Provided passage:
=== Begin Enclosure ===

This was not the first time Patten had dealt with such gendered abuse. As she stated in her 2016 biography, Sex, Drugs and the Electoral Roll, while she was being sworn into parliament in 2014, a Liberal MP texted his staff member in the bleachers above the chamber that, ’she should be swearing in on a vibrator, not a bible’. Then he texted ‘I’ll bet it looks like she sat on an ice cream when she gets up’. Patten promptly stuffed a print out of his texts under his door after receiving them from a colleague. Later she noticed that someone had placed condoms under the lectern she spoke from in the chamber.


During an earlier 2010 election campaign, she received sexist and threatening texts from the  Socialist Alliance candidate, Steven Jolly a local councillor. The texts were forwarded to the Victorian Electoral Commission but no action was forthcoming with the VEC claiming that it was outside their jurisdiction. 

The most plausible explanation for the tsunami of abuse Patten has received, both in and out of parliament, is that men have felt threatened by the tangible success that this former sex worker has achieved. Patten has now had the Victorian government adopt many of her private members bills and all of them have since been written into law or are about to be. These have included very difficult issues like physician-assisted dying, medically supervised injecting rooms and changes to abortion laws.

In politics, virtue signalling is a very male way of conducting business. It’s quick and easy. It thrives on the gotcha moment and requires no ability to strategise or work cooperatively. The NSW upper house MP, Fred Nile, is an expert at it. At the beginning of every new parliamentary term he reads out a list of Bills he intends to introduce. Known as a ‘First Reading’ they contain a title and then a longer title and that’s all. Over the last decade, he’s introduced five notices of motion or private members bills about gay couples adoption rights, three or four abortion bills, and a dozen about adult videos. When his constituents ask about what he’s done in parliament, he will refer to the bills he’s read into Hansard as evidence of his achievements. It doesn’t matter that hardly any of them have had a longer second reading and that none of them has made it into law. 

To a lesser degree the Greens are also guilty of virtue signalling but in a slightly different way. Often they will put up a bill or motion without even attempting to lobby the government to vote for it. I was recently stunned to see the NSW Green David Shoebridge, put up an amendment to the Road Safety Act to make it legal to drive with cannabis in your system with a prescription for medicinal cannabis. Without doing any obvious advocacy or background work and no serious lobbying of the government, this has no chance of being legislated, so why bother? 

In contrast, Fiona Patten ran the classic female campaign on the same issue. She introduced three amendments to the Victorian Road Safety Act to do the same thing — the last one being an amendment bill that was debated in the upper house and resulted in the issue being referred to a taskforce established by the state government. She lobbied the Andrews government at length on the issue and lobbied others to advocate on her behalf. Many coffees, phone calls and emails later, she received this statement from Victorian Minister for Local Government Shaun Leane, made on the floor of the Upper House: “I want to restate our government’s commitment to Ms Patten that we are really keen to work with her on this particular issue. We are going to work with Ms Patten on the outcome to ensure people are not disadvantaged by taking their medication.”

More women in our parliaments often means that more effective work gets done with less aggro. 

The Liberal Party might consider putting quotas in place to make this happen. 

Emeritus Professor of History and Politics at Griffith University, Ross Fitzgerald AM is the author of forty-two books. His most recent publications are the political/sexual satire The Dizzying Heights, co-authored with Ian McFadyen, and a memoir Fifty Years Sober: An Alcoholic’s Journey, both published by Hybrid Publishers.

=== End Enclosure ===

Task prompt: Retype the part of the article on Fiona Patten that opens with the words containing "This was not" and closes with "in the chamber.". The listing that follows has nothing to do with the article on Fiona Patten.

Material shown:
=== Begin Enclosure ===

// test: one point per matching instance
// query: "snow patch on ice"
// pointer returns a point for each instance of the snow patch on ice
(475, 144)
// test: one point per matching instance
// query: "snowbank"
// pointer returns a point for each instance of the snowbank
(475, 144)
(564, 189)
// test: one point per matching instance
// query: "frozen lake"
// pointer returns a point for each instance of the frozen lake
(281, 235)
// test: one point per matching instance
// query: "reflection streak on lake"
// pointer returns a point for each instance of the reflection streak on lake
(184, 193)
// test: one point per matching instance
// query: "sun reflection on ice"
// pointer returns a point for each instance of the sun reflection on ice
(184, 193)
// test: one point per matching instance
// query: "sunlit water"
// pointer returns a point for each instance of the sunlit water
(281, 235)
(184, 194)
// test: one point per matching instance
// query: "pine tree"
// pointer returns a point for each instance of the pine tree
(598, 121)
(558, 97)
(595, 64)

=== End Enclosure ===

Solution for this task:
This was not the first time Patten had dealt with such gendered abuse. As she stated in her 2016 biography, Sex, Drugs and the Electoral Roll, while she was being sworn into parliament in 2014, a Liberal MP texted his staff member in the bleachers above the chamber that, ’she should be swearing in on a vibrator, not a bible’. Then he texted ‘I’ll bet it looks like she sat on an ice cream when she gets up’. Patten promptly stuffed a print out of his texts under his door after receiving them from a colleague. Later she noticed that someone had placed condoms under the lectern she spoke from in the chamber.